>> START Supplied records

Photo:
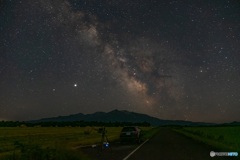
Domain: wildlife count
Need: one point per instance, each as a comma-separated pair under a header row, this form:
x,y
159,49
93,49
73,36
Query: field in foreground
x,y
225,139
16,140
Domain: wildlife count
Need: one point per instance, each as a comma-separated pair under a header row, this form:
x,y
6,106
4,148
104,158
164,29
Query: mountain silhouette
x,y
120,116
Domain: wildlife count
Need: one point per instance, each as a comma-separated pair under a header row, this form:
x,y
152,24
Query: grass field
x,y
55,137
222,138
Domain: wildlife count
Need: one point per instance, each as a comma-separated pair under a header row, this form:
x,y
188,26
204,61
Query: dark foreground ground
x,y
165,145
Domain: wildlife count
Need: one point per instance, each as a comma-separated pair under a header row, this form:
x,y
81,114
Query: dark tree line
x,y
73,124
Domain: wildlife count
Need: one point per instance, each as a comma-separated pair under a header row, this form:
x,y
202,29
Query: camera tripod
x,y
104,141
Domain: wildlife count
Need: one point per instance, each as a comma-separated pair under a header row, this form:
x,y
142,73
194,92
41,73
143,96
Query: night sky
x,y
177,60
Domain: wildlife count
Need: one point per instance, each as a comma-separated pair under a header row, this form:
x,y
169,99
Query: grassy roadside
x,y
53,143
209,140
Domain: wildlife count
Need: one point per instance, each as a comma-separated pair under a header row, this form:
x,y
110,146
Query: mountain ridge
x,y
120,116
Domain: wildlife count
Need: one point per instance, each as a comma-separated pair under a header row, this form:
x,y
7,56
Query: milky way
x,y
171,59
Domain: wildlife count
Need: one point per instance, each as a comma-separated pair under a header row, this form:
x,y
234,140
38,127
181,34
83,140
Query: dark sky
x,y
177,60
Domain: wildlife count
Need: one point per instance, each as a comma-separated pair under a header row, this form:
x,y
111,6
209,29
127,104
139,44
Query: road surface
x,y
165,145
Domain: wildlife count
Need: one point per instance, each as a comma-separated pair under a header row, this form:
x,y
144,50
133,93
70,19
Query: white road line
x,y
134,150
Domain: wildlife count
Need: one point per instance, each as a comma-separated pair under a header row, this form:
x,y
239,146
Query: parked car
x,y
131,133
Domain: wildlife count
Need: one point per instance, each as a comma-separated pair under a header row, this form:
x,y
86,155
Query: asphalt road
x,y
165,145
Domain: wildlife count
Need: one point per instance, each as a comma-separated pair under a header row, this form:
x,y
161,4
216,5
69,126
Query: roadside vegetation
x,y
50,143
226,139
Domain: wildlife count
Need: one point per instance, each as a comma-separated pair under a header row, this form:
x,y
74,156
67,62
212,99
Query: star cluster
x,y
169,59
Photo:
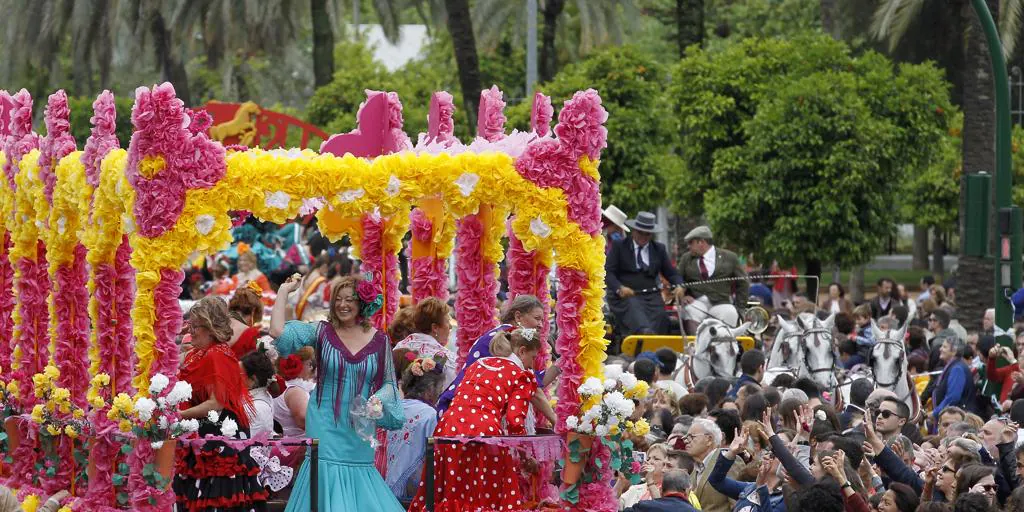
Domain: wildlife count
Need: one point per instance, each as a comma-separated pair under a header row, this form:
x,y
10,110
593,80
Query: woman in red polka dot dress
x,y
493,399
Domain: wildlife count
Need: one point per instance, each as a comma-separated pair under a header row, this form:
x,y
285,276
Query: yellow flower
x,y
641,427
100,380
97,402
123,402
37,413
31,503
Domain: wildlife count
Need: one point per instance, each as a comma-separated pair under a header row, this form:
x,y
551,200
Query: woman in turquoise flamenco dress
x,y
353,361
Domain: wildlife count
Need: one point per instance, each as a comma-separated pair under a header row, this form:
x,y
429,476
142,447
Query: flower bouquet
x,y
156,422
605,415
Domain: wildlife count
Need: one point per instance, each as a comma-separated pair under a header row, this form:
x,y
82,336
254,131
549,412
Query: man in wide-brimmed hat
x,y
633,268
719,286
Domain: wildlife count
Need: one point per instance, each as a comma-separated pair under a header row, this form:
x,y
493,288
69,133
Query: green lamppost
x,y
1009,218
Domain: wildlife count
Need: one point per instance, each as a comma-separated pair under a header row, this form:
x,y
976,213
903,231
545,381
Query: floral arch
x,y
94,240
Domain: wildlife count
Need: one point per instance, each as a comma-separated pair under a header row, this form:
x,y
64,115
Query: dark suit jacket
x,y
667,504
726,265
621,267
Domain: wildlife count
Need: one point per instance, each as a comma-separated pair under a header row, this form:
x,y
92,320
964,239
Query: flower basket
x,y
163,461
579,445
13,434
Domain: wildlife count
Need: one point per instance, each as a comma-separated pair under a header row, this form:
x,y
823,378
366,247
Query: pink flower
x,y
366,291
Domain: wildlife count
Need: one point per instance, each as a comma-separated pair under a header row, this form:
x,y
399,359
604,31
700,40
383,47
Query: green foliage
x,y
797,151
81,113
631,85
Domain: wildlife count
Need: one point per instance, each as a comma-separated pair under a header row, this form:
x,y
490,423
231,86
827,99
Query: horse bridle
x,y
807,363
704,358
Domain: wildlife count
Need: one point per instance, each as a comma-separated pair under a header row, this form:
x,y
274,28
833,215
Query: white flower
x,y
229,427
393,185
278,200
466,182
158,383
350,196
571,422
144,408
537,226
591,387
204,224
612,371
180,392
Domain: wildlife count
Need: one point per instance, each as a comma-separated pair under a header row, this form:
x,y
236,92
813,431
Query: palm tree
x,y
893,18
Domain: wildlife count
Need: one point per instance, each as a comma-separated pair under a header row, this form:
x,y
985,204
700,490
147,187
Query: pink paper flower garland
x,y
429,273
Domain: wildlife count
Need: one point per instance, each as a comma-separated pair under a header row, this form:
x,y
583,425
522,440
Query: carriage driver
x,y
632,271
705,262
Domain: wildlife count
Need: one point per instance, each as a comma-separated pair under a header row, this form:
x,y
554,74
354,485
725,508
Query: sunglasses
x,y
887,414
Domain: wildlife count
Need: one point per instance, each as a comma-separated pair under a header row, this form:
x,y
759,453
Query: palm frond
x,y
893,17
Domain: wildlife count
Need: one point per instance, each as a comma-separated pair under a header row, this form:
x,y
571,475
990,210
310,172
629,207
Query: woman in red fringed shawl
x,y
214,476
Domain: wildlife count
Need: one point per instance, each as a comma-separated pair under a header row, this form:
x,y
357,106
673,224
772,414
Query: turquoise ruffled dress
x,y
347,479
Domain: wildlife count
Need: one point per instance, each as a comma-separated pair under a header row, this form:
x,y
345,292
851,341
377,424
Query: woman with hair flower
x,y
421,383
215,476
353,365
493,400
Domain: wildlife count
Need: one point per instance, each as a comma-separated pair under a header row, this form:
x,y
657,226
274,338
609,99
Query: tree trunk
x,y
974,274
812,287
938,253
549,56
689,24
323,43
829,15
920,260
461,28
170,66
856,288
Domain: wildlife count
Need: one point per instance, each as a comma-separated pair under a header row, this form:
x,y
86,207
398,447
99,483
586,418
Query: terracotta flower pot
x,y
13,434
572,470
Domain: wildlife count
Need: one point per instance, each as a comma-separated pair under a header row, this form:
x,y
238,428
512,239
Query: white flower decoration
x,y
467,182
539,227
158,383
393,185
229,427
278,200
350,196
144,408
204,224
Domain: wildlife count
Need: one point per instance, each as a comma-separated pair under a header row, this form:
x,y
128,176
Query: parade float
x,y
94,242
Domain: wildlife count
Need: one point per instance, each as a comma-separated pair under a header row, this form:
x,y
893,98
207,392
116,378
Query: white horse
x,y
817,352
784,357
889,367
715,352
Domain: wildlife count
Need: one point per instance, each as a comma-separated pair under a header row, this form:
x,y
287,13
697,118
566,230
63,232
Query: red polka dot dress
x,y
493,399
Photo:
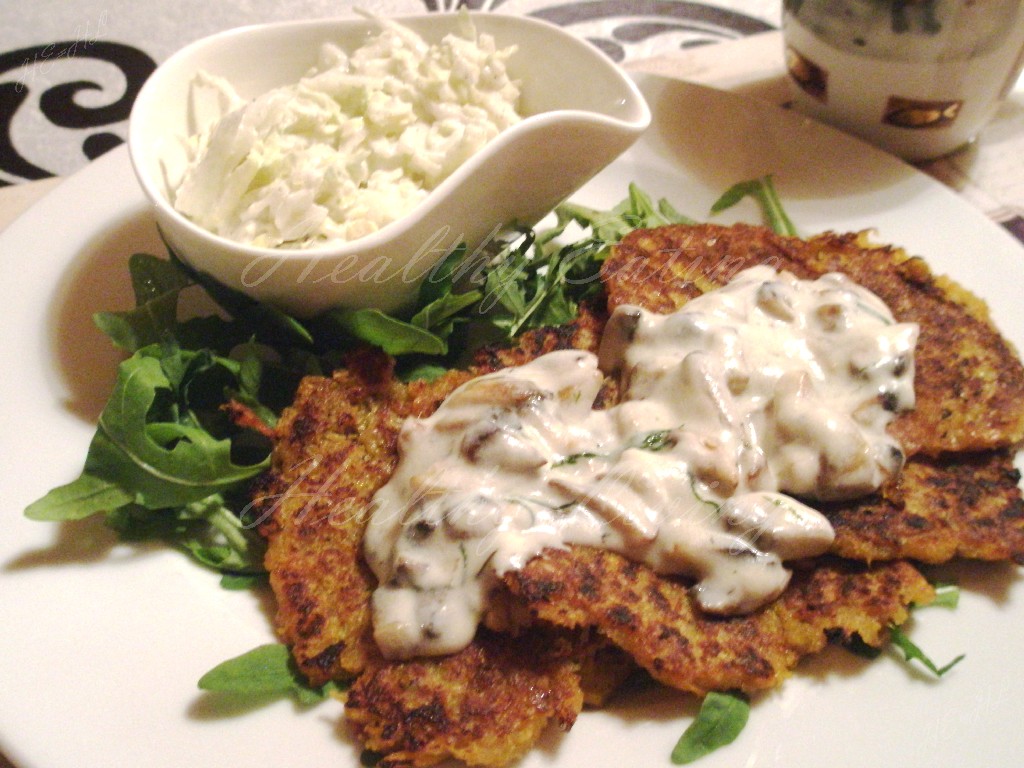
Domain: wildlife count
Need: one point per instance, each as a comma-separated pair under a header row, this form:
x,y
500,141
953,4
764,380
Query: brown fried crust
x,y
970,381
336,446
653,619
938,509
484,706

>> END Supplied records

◆ Instructions for the task ◆
Reproduce the records above exactly, leaving out every picture they contain.

◆ Correct answer ◆
Photo:
Domain: wildlife count
Need: one point per instance, each as a comma-separated pair under a header row, this form:
x,y
159,49
93,49
73,36
Query: field in foreground
x,y
225,139
16,140
Domain: wildlife count
Need: one point per instance, each as a comma-separated pair under a header row, this form:
x,y
6,106
4,148
104,158
164,29
Query: mountain silhouette
x,y
120,116
Domain: wildlife count
Need: one point per instance, each as a comma-separated pair under a header row, this form:
x,y
152,24
Query: grass field
x,y
55,137
222,138
Domain: wildlife count
Need: one point per instance, each as a comma-separated pair under a header row, this form:
x,y
188,26
204,61
Query: dark foreground ground
x,y
165,145
Domain: wildlife count
Need: one point per instance, each as a comma-separated pair under a header row, this form:
x,y
81,114
Query: dark tree line
x,y
73,124
Domain: wildlife count
Need: one point per instance, each as a comma-separated pair under a header row, this form:
x,y
202,29
Query: camera tripod
x,y
104,141
Domain: wildlife count
Need: one point per instance, each as a comma-separated pair under a header row, this form:
x,y
142,73
194,92
41,73
143,96
Query: night sky
x,y
177,60
Domain: wildlife count
Need: one point per instance, each as a comma-separated pair under a header row, this form:
x,y
169,99
Query: grassy roadside
x,y
53,143
209,140
Domain: wildlife count
Need: one point per instance, each as a comma-separated pair under a header row, this form:
x,y
110,146
Query: mountain ridge
x,y
120,116
Domain: wildlife count
Need: one point per instance, each as a comma-separated pair under a header row, this form:
x,y
7,56
Query: milky way
x,y
171,59
Domain: wildlife count
Need: one point per instance, each as a comma-separated pair under a header row, this form:
x,y
234,140
38,127
181,34
83,140
Query: dark sky
x,y
177,60
Domain: wildlife count
Need: one point per instance, each as a comma-separated pair under a header row, this form:
x,y
111,6
209,29
127,104
139,44
Query: road surface
x,y
165,145
Domain: wildlife count
Need: one point per instance, each as a comma-separated pair under a header row, this form:
x,y
144,50
133,93
70,19
Query: white road line
x,y
134,150
Domain: wildlife count
Need: one point per instance, each as a comma-separated pair under a header row, this form:
x,y
239,146
Query: parked car
x,y
131,133
Domain: wildlife count
Need: one point per instance, each as a comma-separated pair under a header row, this form:
x,y
86,155
Query: asphalt road
x,y
165,145
Domain: wildlife count
Need: one point per instance, each as a comma-separated pair under a header row, this form:
x,y
161,4
216,5
69,126
Query: roadside vegetation
x,y
50,143
226,139
Domain: wildlife count
Need: one point per instance, each as a comma-separated pair under a header row, this form:
x,y
74,156
67,62
212,99
Query: star cluster
x,y
169,59
Photo:
Domain: wildlife count
Need: one point per instance, each as a comma-separated pair under a header row, this form:
x,y
10,110
593,80
Query: woman in red polka dot dress
x,y
493,399
Domain: wildlife count
Need: one point per instance, each as a comma-separated pair under a header row, this form:
x,y
285,276
Query: yellow flower
x,y
641,427
100,380
97,402
123,402
37,413
31,503
Domain: wildlife count
Need: one point per instance, each as a comma-separated pair under a header row, this form:
x,y
551,200
Query: woman in turquoise flamenco dress
x,y
353,361
Domain: wildlife count
Need: one point per instance, each as a comma-separated pair under a header row, this form:
x,y
429,476
142,447
Query: flower bouquet
x,y
156,422
605,415
Domain: wildlife count
Need: one point per instance, each as a comma-separated pair under a header row, this form:
x,y
82,336
254,131
549,412
Query: man in wide-brimmed hat
x,y
633,268
719,286
Domain: wildlife count
Need: one point per instance, each as a comma-separated pair under a header row, this form:
x,y
493,288
69,133
Query: green lamppost
x,y
1009,218
Domain: wildlife count
Need: one point per instance, each as a comma-separated pair under a header row, this form:
x,y
976,213
903,231
545,381
Query: floral arch
x,y
94,240
Domain: wildlife count
Need: one point per instance, each as a comma-separated pair under a header row, this form:
x,y
64,115
Query: dark suit jacket
x,y
667,504
726,265
621,267
Domain: wildlife count
Need: one point per instance, each as a comma-separated pair under a header row, this form:
x,y
92,320
964,239
Query: flower basket
x,y
163,461
579,445
13,434
Domain: wildlife count
Need: one point per instance, each as a comma-separated pair under a header row, this form:
x,y
823,378
366,247
Query: pink flower
x,y
366,291
Domain: wildlife count
Need: one point per instance, each as a comma-separated pair under a header row, this form:
x,y
399,359
604,31
700,40
383,47
Query: green foliage
x,y
797,151
81,113
631,85
Domain: wildlife count
Need: one point per instance, each as a comma-separated pair under a header row, this form:
x,y
490,423
231,86
827,99
Query: horse bridle
x,y
807,363
704,358
Domain: wildlife count
Need: one point per instance, each as a comma-separated pair under a header row, this form:
x,y
274,28
833,215
Query: white flower
x,y
229,427
393,185
278,200
466,182
158,383
350,196
571,422
144,408
537,226
591,387
204,224
612,371
180,392
Domain: wildlife count
Need: one point per instance, each as a comma-separated pair under a header row, this form:
x,y
236,92
813,431
Query: palm tree
x,y
893,18
Domain: wildlife count
Need: one point per instance, each as a comma-separated pair under a header row, this form:
x,y
985,204
700,490
147,187
Query: pink paper flower garland
x,y
429,273
Domain: wildlife count
Need: one point per instance, each as a comma-separated pair under a header row, this form:
x,y
583,425
522,440
Query: carriage driver
x,y
632,271
705,262
Domain: wildlife count
Need: one point per instance, each as a comma-separated pair under a header row, this form:
x,y
554,74
354,485
725,508
Query: sunglasses
x,y
887,414
Domain: wildlife count
Need: one point per instance, each as a comma-separated pair under a header row, this form:
x,y
759,453
Query: palm frond
x,y
893,17
Domain: wildlife count
Need: one point per instance, each as a comma-separated pair under a header row, this form:
x,y
571,475
990,210
310,172
629,207
Query: woman in red fringed shawl
x,y
214,476
Domain: wildlife count
Need: one point per instance, each as a comma-separated pair under a header row, this form:
x,y
357,106
673,224
772,414
Query: turquoise ruffled dress
x,y
347,479
Domain: wildlife count
Need: one point per instance, each as a comma-separated pair under a header row, this form:
x,y
345,292
851,341
377,424
Query: woman with hair flower
x,y
421,383
215,476
353,365
493,400
Domain: wildlife count
Need: one point per instance, each as a comma-separated pair under a header row, this form:
x,y
657,226
274,338
609,99
Query: tree trunk
x,y
974,274
812,287
938,253
549,56
689,24
323,43
829,15
920,260
461,28
170,66
856,288
Domain: wildlife count
Need: one point per instance, each as a comma-separated pair under a header row, this form:
x,y
86,207
398,447
99,483
586,418
Query: terracotta flower pot
x,y
13,434
572,470
Domain: wildlife count
Need: one point per instance, each as a comma-separated pair under a header row, this form:
x,y
238,428
512,239
Query: white flower decoration
x,y
467,182
539,227
158,383
393,185
229,427
278,200
350,196
144,408
204,224
Domain: wildlife count
Need: one point per instance, each as a comma-separated pair under a header row, this form:
x,y
128,176
Query: parade float
x,y
94,242
Domain: wildlife count
Need: one point per instance, each as a comma-separated pair under a header row, this form:
x,y
893,98
207,392
116,378
Query: white horse
x,y
817,352
784,357
889,367
715,352
Domain: wildlife count
Need: one point per instance, each as a comma-separated pair under a header row, this form:
x,y
287,13
697,118
566,230
63,232
Query: red polka dot dress
x,y
493,399
Photo:
Domain: wildlife count
Need: one point per instance, each as a comma-separated pair under a header row, this form:
x,y
500,141
953,4
764,380
Query: brown fried crust
x,y
970,381
336,446
653,619
938,509
484,706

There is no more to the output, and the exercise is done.